**PROVIDED DATA:**
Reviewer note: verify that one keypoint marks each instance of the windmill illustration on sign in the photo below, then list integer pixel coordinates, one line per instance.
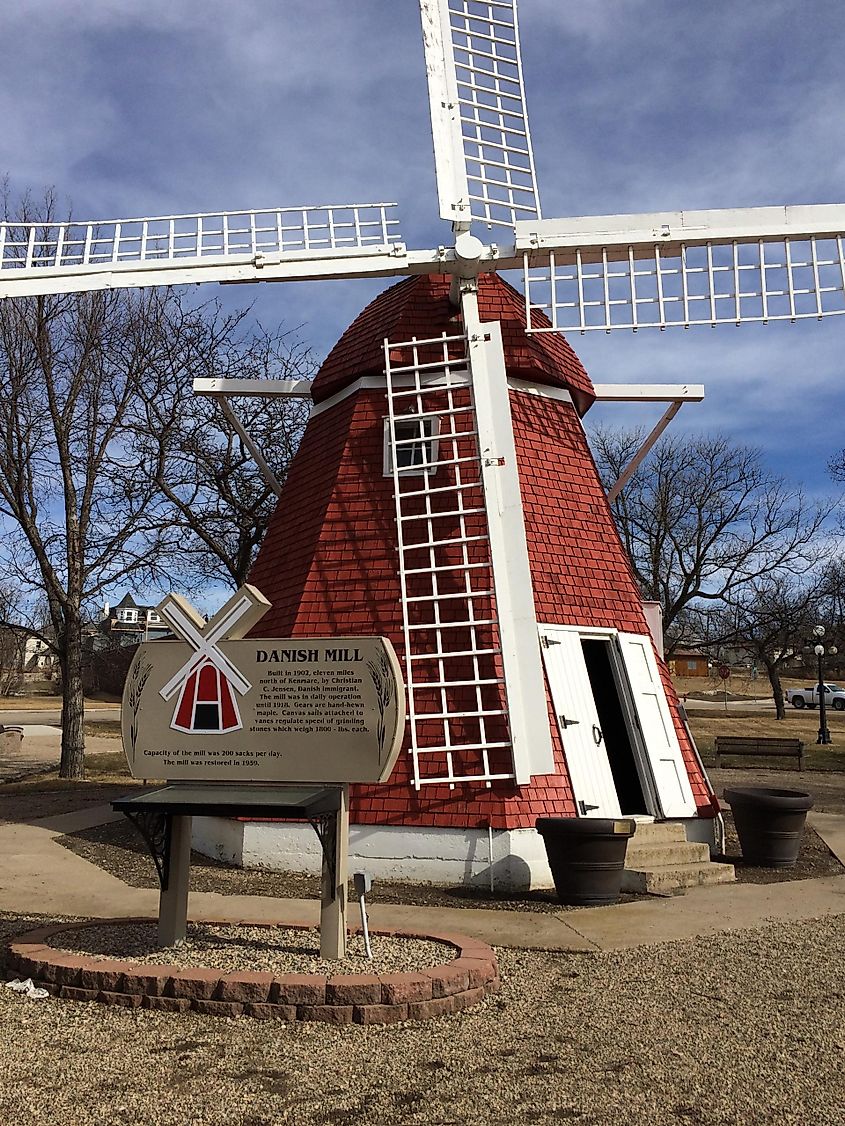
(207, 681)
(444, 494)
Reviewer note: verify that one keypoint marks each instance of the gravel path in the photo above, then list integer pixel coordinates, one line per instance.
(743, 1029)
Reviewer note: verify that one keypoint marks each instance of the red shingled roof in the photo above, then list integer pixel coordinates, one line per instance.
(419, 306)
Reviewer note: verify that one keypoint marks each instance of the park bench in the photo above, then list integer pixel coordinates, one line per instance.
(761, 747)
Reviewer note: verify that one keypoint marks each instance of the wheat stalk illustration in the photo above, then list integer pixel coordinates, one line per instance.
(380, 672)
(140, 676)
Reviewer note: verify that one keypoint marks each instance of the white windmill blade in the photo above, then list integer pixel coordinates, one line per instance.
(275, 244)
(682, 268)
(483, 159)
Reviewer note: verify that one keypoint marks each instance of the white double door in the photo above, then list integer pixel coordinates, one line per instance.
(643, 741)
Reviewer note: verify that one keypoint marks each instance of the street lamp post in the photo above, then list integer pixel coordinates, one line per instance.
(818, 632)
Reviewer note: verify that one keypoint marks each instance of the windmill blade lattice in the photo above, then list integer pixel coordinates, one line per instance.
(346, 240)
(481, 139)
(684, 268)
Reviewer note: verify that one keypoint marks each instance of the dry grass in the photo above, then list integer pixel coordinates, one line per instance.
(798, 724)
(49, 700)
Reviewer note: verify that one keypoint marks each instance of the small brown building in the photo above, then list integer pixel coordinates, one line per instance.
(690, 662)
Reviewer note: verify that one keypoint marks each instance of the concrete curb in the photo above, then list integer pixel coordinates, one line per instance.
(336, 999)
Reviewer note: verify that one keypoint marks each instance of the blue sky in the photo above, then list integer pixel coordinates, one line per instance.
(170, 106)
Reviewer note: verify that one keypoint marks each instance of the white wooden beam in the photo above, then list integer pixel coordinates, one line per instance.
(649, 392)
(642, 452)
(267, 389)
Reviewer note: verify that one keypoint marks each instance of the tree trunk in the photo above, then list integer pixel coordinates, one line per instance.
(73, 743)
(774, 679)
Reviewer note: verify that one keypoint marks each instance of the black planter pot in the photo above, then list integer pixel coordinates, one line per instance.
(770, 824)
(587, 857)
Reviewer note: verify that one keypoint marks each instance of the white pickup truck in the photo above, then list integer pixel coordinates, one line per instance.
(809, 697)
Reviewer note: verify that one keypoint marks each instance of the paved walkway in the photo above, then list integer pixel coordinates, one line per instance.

**PROBLEM REQUIREMENTS:**
Reproduce every record above exactly, but leave out the pictures.

**TASK ANSWER:**
Reviewer note: verify that one keypoint marks each instance of the windmill illustration on sign in the photo below, then list integer pixel coordinates, one line per instance.
(207, 681)
(444, 494)
Reviewer note: verify that one keypoint marks each instance of the gravel path in the photo above, then list integer pixel coordinates, one line per instance.
(743, 1029)
Reviewer note: verify that one keypoint marks each instance of the red shingled roof in the photo above, then list integer pixel coordinates, one line per instance.
(419, 306)
Reviewer note: verify that one keypoint marks each instance of the park bench in the photo above, then list integer pixel coordinates, one line per instance.
(761, 747)
Reviewer note: verify that one keypoint marks each instance of the wheat stalk illustration in the photo above, then list integer pixel coordinates, one line per instance.
(380, 672)
(140, 676)
Reviewer note: verify that one keypoint marks each instance of the white windmill blade in the photo above, then list integer pixel coordinates, one line per instance.
(275, 244)
(682, 268)
(483, 159)
Reviewer note: verify that one keypoint marks each instance of the white double door in the photo above, then list integer pixel coordinates, one line per instance.
(643, 741)
Reviewer note: verify that one keypoint marks each instance of the street lamp post in the photo above, then list integer pixel coordinates, one line per instance.
(818, 632)
Reviewer note: verify that one keypoint marks each instance of the windmill blade lattice in the photo above, then list integer pixel coordinates, one line per instance.
(346, 240)
(481, 139)
(684, 268)
Reviewer note: verify that one keypoint marks each instance of the dry grass in the photo above, then list integer pixel coordinates, one line per instance.
(798, 724)
(49, 700)
Reviewer note: verify that one keypoint marks each instance of the small brown building in the photo above, then list integer pixel coordinates, one line per instance.
(690, 662)
Reviewer note: verify that one keypoint marks each instance of the concrete curb in the photo above, then list integer pixel coordinates, one line per instance.
(336, 999)
Reviewer note: verify that one keypoint marks each instance of the blue sky in the photo above, then list integer pixel coordinates, one line per instance.
(170, 106)
Reviewer note: verify that one keypoint marks each instance of the white wooden beam in the photo above, then list integer pixel coordinates, one line per instance.
(649, 392)
(642, 452)
(267, 389)
Reviewer note: verify that one keypoint marks each instance of the tree trunk in the photo above, then list integer pixel coordinates, one line per instance.
(73, 743)
(774, 679)
Reviewer note: verify that one keypoint marks each instance of the black planter pot in the photo above, then list integer pixel coordinates, one line per instance.
(770, 824)
(587, 857)
Reviewer note: verify that one keypoint marks each instance of the white pickup truck in the photo above, then list integer pixel coordinates, one line per instance.
(809, 697)
Reviewer note: verify that one keypoint marks each instance of the paved walkway in the photo above, then list integer pixel coordinates, one line per instance.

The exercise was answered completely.